Work to be completed
Please count the lines of the records below that contain the word "fence", treating uppercase and lowercase as different, and give only the number.
══ Data section ══
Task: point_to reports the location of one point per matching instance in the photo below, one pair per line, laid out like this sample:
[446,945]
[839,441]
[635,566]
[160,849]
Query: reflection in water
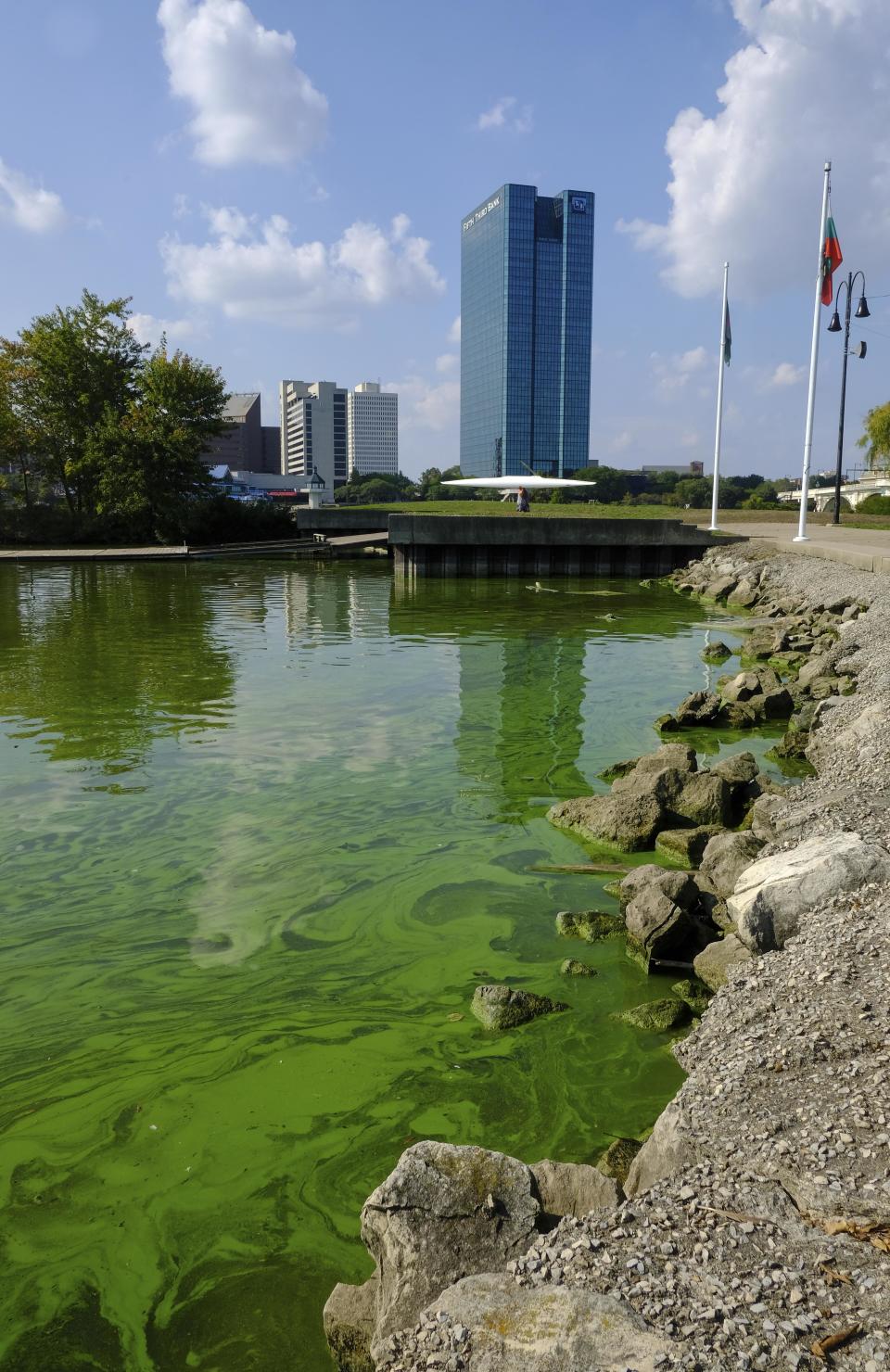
[83,635]
[229,978]
[520,726]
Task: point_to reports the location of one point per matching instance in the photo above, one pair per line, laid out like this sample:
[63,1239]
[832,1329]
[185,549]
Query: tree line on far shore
[616,486]
[102,437]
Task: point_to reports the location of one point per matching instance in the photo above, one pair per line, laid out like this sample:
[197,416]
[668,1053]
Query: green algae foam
[263,828]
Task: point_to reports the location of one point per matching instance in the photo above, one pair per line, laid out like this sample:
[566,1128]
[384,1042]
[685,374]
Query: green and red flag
[832,260]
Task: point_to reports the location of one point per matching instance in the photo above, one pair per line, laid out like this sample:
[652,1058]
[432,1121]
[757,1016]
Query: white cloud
[28,205]
[147,328]
[426,405]
[675,371]
[252,269]
[251,102]
[506,114]
[787,374]
[807,84]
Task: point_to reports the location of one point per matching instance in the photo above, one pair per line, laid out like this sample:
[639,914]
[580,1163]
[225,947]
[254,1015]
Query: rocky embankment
[753,1226]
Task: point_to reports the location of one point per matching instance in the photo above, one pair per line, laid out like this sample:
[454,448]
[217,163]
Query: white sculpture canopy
[512,483]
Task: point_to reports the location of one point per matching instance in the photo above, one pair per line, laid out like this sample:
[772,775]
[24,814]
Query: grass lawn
[544,509]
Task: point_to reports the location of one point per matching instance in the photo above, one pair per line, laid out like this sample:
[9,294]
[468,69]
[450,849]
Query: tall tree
[148,460]
[876,438]
[76,366]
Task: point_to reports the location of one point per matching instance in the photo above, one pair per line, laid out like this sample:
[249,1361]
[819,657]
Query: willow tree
[876,438]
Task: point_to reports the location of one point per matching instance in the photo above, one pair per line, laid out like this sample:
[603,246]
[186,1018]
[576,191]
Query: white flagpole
[813,360]
[721,363]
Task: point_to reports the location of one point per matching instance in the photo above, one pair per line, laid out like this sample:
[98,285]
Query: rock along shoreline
[753,1226]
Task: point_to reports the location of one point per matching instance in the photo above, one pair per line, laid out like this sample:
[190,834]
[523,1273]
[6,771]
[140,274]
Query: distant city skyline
[281,205]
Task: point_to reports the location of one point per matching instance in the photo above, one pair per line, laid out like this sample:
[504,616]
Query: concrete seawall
[439,545]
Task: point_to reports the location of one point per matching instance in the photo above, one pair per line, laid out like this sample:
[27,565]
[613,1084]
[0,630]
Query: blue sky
[281,185]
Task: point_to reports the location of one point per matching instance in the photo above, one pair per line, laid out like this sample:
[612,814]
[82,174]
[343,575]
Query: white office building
[374,429]
[314,431]
[337,432]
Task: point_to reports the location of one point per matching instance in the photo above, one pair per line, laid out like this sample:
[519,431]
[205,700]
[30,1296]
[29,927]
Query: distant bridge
[853,493]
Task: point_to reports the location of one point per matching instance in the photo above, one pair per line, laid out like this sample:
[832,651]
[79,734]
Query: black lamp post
[861,313]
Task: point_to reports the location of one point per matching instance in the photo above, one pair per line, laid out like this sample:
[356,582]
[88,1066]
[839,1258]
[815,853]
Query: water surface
[263,826]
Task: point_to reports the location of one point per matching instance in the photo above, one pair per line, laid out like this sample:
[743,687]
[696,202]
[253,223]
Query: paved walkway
[866,548]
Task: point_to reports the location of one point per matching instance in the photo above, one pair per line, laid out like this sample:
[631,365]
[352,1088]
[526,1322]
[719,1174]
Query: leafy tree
[612,485]
[380,490]
[73,369]
[876,438]
[692,490]
[147,460]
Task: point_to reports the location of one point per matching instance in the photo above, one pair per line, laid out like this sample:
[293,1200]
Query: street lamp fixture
[834,326]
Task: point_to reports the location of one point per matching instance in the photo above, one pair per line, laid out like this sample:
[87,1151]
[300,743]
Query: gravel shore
[764,1238]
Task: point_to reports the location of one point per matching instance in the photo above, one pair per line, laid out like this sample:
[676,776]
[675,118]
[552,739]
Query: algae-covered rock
[590,925]
[572,968]
[637,880]
[726,858]
[706,800]
[505,1008]
[694,994]
[350,1316]
[657,1015]
[737,770]
[629,820]
[686,845]
[618,1158]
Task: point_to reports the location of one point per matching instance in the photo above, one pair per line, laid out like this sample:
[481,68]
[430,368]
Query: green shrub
[873,505]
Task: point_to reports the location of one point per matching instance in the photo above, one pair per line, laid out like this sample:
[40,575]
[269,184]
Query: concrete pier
[445,545]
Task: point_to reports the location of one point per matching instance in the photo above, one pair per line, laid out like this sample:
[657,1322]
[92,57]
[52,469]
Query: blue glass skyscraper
[527,265]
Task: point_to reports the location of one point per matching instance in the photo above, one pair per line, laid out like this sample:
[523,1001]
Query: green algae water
[263,828]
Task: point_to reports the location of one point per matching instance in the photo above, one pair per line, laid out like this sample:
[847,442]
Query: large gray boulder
[772,895]
[821,665]
[540,1328]
[629,820]
[637,880]
[706,799]
[505,1008]
[742,688]
[669,756]
[667,1151]
[350,1316]
[737,770]
[744,593]
[443,1213]
[686,845]
[726,858]
[660,920]
[574,1188]
[712,963]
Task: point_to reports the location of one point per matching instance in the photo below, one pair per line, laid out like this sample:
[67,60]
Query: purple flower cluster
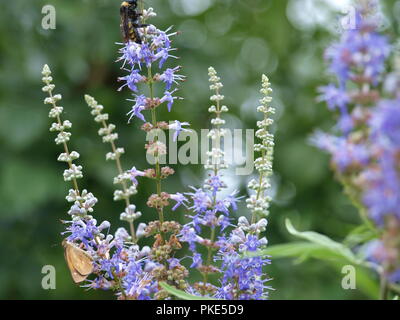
[243,277]
[116,265]
[366,154]
[155,49]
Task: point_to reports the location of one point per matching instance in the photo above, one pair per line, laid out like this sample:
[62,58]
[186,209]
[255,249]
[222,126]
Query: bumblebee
[130,21]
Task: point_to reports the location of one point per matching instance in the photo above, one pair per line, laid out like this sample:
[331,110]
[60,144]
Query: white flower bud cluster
[68,157]
[74,172]
[125,176]
[256,228]
[157,149]
[259,202]
[114,155]
[121,194]
[216,156]
[83,203]
[149,13]
[130,214]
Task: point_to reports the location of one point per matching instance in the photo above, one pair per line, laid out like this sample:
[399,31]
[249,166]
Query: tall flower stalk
[123,178]
[144,63]
[219,246]
[211,210]
[243,276]
[365,152]
[114,261]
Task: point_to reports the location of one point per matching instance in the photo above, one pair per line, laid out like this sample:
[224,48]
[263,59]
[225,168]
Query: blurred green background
[242,39]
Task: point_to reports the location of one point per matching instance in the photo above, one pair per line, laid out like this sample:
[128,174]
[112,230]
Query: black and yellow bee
[130,21]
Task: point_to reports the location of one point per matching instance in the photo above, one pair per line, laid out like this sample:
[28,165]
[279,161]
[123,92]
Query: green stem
[157,164]
[123,183]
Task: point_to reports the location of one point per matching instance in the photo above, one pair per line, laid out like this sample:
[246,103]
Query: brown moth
[79,262]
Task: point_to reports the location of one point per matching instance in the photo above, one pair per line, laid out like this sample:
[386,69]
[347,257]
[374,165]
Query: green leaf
[324,242]
[359,235]
[181,294]
[300,249]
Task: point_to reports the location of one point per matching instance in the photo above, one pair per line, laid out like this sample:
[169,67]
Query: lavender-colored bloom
[344,153]
[170,77]
[156,46]
[180,200]
[169,99]
[333,96]
[138,107]
[178,127]
[197,260]
[385,124]
[173,263]
[361,48]
[135,173]
[201,200]
[132,80]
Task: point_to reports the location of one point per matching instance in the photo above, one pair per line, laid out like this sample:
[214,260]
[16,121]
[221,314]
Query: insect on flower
[130,21]
[79,262]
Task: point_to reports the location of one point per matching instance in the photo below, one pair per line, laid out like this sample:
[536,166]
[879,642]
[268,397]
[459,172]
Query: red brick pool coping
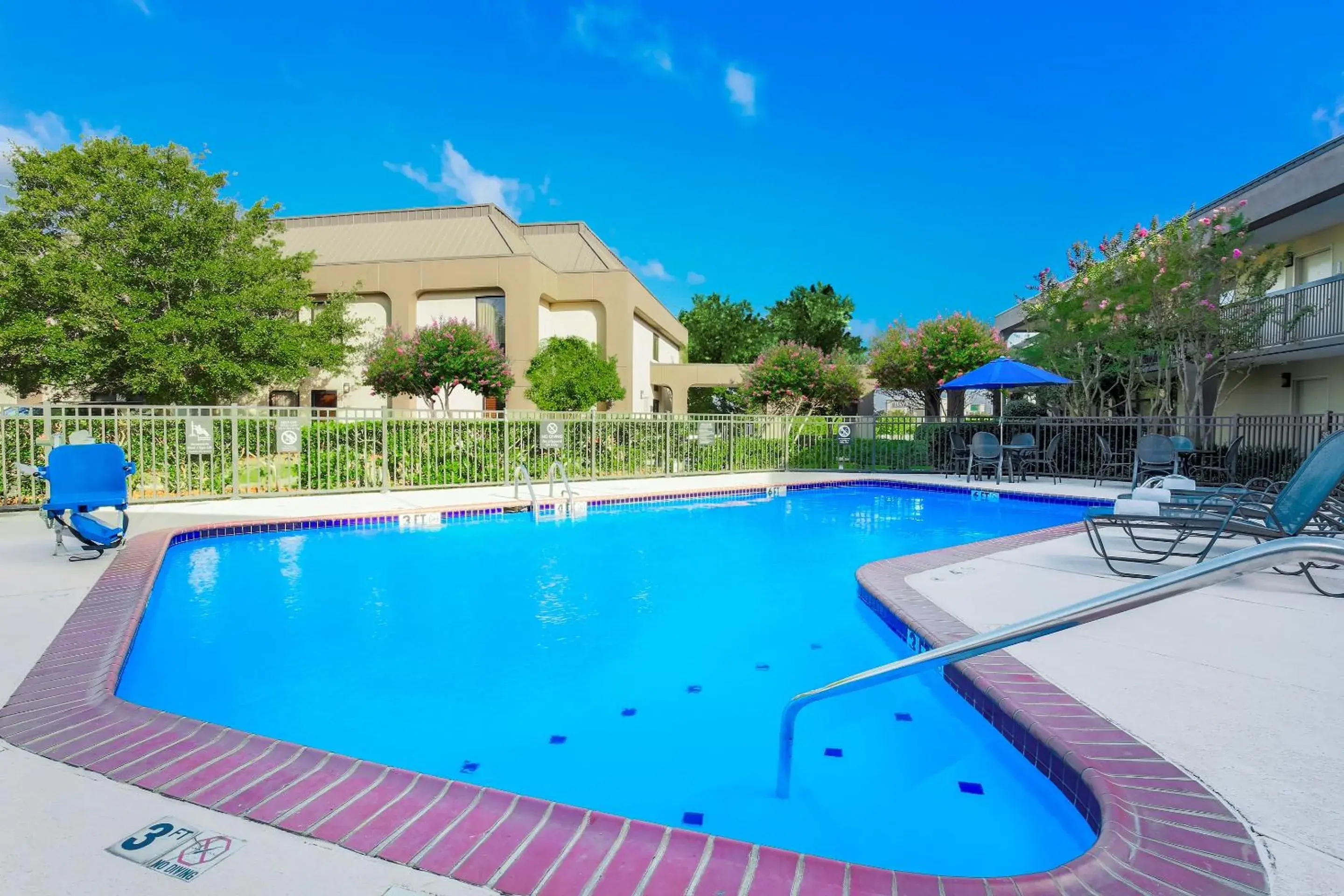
[1159,831]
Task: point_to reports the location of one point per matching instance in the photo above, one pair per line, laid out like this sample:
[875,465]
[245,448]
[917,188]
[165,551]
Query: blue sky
[923,158]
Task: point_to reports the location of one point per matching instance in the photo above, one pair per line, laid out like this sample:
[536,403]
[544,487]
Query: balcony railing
[1315,311]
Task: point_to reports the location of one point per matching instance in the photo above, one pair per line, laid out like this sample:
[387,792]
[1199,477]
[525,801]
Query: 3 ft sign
[173,847]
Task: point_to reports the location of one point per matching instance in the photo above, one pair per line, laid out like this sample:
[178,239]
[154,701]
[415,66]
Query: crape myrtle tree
[788,379]
[123,271]
[1156,315]
[437,359]
[572,374]
[916,362]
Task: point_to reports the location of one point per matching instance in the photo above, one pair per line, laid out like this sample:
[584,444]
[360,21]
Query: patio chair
[1154,455]
[84,479]
[1036,462]
[1304,505]
[1109,461]
[986,452]
[1224,468]
[960,455]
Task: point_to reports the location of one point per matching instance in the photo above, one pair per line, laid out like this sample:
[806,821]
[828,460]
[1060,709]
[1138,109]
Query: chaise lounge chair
[84,479]
[1304,505]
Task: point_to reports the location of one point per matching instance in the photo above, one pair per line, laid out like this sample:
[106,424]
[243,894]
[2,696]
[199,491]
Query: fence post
[233,444]
[387,484]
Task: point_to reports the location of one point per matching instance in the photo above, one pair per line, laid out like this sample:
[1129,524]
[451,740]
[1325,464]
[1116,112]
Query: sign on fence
[288,432]
[201,436]
[553,434]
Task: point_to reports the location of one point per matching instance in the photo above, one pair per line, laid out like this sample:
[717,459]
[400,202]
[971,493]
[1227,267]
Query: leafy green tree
[570,374]
[436,360]
[790,378]
[722,331]
[815,316]
[916,362]
[123,271]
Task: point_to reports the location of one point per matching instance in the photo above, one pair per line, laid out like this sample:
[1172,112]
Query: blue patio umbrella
[1004,372]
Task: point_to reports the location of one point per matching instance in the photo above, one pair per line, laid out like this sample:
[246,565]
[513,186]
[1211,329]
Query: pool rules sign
[173,847]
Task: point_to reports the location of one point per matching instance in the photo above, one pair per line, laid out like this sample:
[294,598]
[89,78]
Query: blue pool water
[635,661]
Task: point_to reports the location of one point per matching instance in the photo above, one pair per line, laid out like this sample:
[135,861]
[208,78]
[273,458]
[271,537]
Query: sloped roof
[449,231]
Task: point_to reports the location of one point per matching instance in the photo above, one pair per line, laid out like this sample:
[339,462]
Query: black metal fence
[240,452]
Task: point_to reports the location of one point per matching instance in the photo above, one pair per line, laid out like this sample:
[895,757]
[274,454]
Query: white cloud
[654,269]
[38,132]
[459,179]
[1331,119]
[868,331]
[741,89]
[622,33]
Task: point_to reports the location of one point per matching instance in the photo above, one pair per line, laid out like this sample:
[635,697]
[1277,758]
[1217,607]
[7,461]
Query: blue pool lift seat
[84,479]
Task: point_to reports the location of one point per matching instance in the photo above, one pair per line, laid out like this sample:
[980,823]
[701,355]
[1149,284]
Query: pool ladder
[1296,550]
[522,477]
[566,490]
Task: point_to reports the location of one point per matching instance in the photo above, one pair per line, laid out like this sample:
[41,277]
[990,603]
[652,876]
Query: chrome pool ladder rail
[566,491]
[522,476]
[1295,550]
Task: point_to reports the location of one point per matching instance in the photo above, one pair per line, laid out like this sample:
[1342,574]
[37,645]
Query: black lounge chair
[1305,505]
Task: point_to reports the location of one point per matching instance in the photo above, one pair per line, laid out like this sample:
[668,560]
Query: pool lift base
[1260,557]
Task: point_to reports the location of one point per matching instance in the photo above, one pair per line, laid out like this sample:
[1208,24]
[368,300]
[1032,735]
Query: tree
[436,360]
[570,374]
[124,272]
[722,331]
[790,378]
[815,316]
[1158,314]
[916,362]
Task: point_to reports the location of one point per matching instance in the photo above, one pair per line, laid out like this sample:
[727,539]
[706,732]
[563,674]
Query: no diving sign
[173,847]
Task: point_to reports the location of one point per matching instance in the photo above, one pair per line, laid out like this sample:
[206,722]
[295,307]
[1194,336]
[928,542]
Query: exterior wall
[1262,392]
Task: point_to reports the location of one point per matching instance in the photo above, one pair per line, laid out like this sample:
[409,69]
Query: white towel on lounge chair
[1134,507]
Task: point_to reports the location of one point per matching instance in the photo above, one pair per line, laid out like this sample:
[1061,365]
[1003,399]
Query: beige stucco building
[523,282]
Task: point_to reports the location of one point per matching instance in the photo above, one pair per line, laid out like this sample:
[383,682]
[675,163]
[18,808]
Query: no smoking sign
[173,847]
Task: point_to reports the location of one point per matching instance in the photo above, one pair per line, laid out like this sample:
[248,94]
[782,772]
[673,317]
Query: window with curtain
[490,316]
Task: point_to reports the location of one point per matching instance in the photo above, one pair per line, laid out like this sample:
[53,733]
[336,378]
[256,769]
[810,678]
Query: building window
[323,402]
[490,317]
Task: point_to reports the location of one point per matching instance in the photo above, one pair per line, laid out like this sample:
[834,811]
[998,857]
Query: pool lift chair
[84,479]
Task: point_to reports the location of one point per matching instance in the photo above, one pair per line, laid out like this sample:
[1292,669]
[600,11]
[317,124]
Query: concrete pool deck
[1281,768]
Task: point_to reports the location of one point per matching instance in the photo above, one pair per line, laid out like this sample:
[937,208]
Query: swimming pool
[635,661]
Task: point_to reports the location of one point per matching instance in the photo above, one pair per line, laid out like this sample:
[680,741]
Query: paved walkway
[1234,683]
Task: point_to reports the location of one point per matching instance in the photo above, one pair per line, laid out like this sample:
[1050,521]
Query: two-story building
[1296,370]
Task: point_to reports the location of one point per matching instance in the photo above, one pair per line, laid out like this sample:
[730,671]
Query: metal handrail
[1296,550]
[527,477]
[565,479]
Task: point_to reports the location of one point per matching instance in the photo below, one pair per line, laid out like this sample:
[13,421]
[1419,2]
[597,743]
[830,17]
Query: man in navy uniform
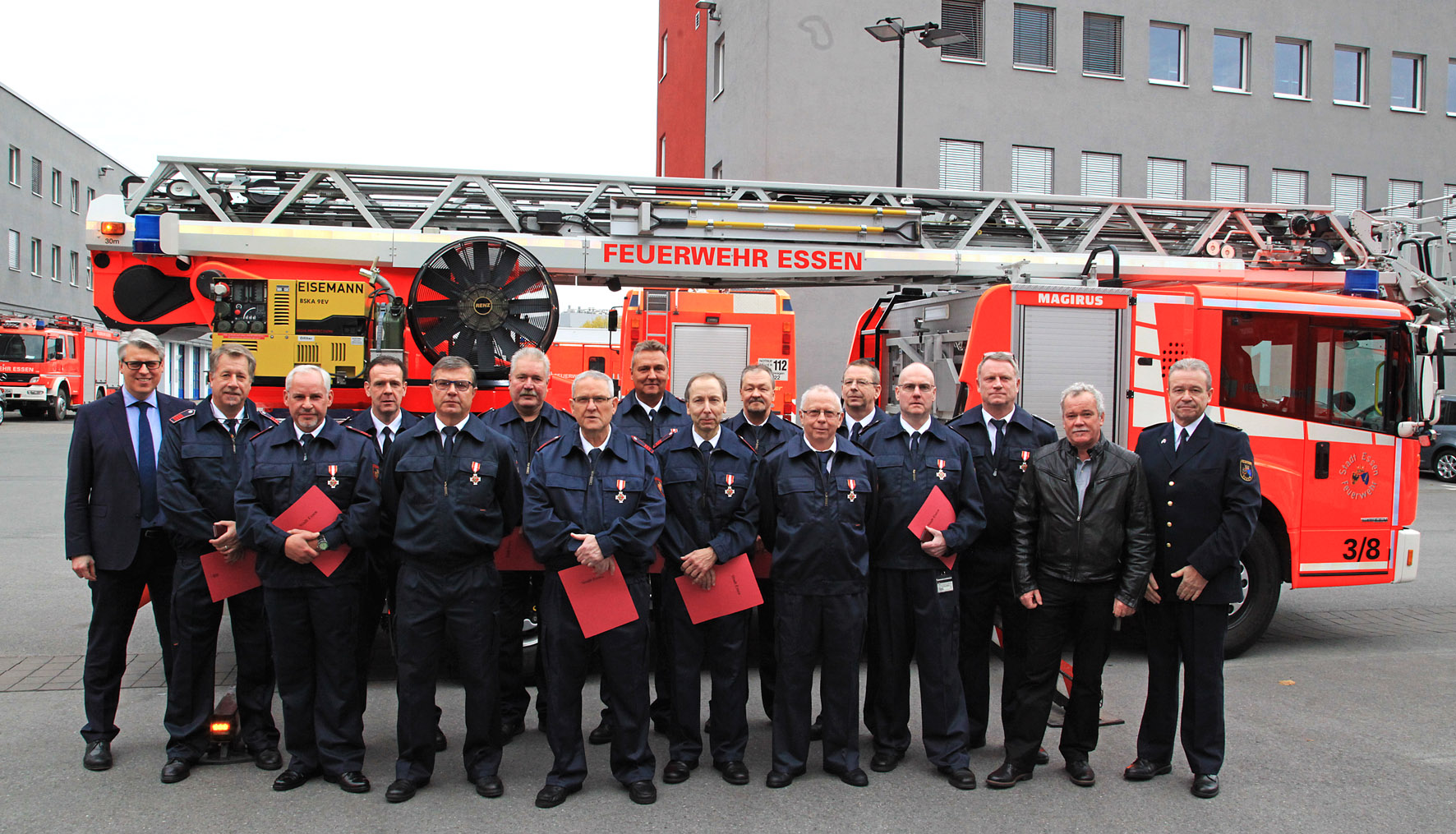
[1002,439]
[1206,501]
[712,515]
[449,494]
[594,498]
[114,528]
[313,619]
[913,611]
[817,501]
[197,481]
[765,431]
[528,421]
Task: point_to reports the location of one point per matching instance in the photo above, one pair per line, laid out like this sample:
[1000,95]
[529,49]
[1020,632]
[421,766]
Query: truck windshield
[21,348]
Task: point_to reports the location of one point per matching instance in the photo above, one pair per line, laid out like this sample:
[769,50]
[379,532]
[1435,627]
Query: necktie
[146,463]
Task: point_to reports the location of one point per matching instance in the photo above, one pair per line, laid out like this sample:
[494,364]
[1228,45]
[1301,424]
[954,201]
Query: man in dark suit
[114,528]
[1002,439]
[1206,500]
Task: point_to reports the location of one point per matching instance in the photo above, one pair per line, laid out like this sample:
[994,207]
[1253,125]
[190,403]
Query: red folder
[935,513]
[313,513]
[228,579]
[601,603]
[734,590]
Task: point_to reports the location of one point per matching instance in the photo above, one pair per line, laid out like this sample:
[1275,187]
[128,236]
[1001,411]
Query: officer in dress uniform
[449,494]
[817,500]
[528,421]
[1206,500]
[913,611]
[197,481]
[1002,439]
[712,515]
[594,498]
[313,617]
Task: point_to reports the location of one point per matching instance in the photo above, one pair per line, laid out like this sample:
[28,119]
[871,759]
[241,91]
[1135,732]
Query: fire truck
[48,367]
[1324,329]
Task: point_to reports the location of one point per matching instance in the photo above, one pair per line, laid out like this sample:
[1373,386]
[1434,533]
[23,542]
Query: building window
[1031,169]
[967,18]
[1033,37]
[1290,187]
[1347,192]
[1229,184]
[1231,62]
[1350,75]
[1401,192]
[1290,69]
[961,165]
[1165,177]
[718,67]
[1101,173]
[1103,45]
[1405,82]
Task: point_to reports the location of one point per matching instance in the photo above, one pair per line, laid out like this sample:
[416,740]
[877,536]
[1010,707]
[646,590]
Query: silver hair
[530,356]
[588,376]
[1191,364]
[145,339]
[287,381]
[1084,389]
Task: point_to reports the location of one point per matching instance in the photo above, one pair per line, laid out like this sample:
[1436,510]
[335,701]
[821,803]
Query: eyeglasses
[446,385]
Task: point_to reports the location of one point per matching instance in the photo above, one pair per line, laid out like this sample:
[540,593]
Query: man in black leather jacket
[1084,549]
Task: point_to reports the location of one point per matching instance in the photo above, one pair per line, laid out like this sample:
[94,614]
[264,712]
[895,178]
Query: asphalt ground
[1339,721]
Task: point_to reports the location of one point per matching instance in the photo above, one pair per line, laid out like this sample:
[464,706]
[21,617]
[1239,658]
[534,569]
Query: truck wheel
[1260,577]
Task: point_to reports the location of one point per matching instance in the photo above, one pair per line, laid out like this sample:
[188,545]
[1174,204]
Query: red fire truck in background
[48,367]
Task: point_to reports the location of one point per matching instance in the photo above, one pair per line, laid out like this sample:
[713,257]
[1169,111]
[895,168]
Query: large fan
[482,299]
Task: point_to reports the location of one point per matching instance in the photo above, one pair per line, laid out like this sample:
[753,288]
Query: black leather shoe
[960,777]
[554,795]
[401,790]
[290,779]
[175,770]
[734,772]
[267,758]
[886,760]
[1007,776]
[350,782]
[855,777]
[817,728]
[1145,769]
[603,732]
[643,792]
[490,786]
[1080,773]
[1205,785]
[98,756]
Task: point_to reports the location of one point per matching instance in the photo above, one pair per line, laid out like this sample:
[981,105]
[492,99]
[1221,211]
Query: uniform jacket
[763,440]
[671,415]
[620,503]
[1206,503]
[274,477]
[905,483]
[449,513]
[999,483]
[197,473]
[817,524]
[718,509]
[102,485]
[1110,541]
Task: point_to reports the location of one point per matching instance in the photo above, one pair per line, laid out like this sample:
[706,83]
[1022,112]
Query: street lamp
[932,35]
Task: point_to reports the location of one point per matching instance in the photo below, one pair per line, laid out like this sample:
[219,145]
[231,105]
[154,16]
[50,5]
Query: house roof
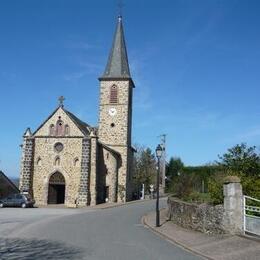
═══
Answer to this exercise
3